**WHAT THE EXERCISE ASKS**
In how many lines of the records does the string "below" appear? State only the number.

**GIVEN ENTRIES**
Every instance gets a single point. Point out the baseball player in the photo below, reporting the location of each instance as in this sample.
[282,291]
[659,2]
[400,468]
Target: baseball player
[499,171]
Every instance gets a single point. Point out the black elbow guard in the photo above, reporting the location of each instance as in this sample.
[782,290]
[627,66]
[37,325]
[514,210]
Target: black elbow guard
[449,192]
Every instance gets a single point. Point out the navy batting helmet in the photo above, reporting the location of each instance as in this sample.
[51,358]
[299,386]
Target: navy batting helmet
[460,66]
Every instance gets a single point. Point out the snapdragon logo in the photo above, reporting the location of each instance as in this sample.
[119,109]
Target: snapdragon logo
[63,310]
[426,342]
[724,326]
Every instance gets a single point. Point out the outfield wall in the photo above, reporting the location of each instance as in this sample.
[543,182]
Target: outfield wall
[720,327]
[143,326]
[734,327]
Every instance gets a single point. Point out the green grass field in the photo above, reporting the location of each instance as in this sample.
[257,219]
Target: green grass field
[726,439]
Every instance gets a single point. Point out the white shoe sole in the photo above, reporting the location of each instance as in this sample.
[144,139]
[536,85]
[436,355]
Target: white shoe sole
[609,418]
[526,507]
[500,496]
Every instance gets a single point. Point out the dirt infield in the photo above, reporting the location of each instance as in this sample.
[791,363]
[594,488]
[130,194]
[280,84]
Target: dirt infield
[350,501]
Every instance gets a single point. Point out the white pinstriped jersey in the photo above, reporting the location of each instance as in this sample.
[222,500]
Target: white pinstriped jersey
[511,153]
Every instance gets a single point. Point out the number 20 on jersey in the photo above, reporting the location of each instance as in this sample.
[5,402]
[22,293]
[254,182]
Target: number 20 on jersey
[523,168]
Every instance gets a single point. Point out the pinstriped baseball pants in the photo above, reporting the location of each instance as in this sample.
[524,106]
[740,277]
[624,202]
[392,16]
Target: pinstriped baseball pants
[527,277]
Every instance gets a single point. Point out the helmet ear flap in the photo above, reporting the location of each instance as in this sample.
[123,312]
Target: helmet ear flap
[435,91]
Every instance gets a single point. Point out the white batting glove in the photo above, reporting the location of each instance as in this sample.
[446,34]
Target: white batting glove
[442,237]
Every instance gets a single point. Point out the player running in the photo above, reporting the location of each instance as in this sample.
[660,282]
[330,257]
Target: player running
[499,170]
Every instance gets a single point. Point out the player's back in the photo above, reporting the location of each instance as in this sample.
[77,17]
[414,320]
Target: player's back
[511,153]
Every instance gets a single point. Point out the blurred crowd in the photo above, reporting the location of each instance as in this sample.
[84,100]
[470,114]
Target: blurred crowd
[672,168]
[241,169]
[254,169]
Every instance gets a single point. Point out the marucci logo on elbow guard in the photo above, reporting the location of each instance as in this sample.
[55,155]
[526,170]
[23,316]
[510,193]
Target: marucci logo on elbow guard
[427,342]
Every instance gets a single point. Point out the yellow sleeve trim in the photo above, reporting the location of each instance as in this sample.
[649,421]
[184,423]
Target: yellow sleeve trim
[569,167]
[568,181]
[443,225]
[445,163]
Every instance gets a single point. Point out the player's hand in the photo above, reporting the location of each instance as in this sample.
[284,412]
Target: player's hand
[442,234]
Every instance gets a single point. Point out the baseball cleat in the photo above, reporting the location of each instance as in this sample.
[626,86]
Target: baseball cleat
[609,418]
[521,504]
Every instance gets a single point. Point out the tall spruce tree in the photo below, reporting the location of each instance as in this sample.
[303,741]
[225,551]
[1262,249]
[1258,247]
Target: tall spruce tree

**ANSWER SPACE**
2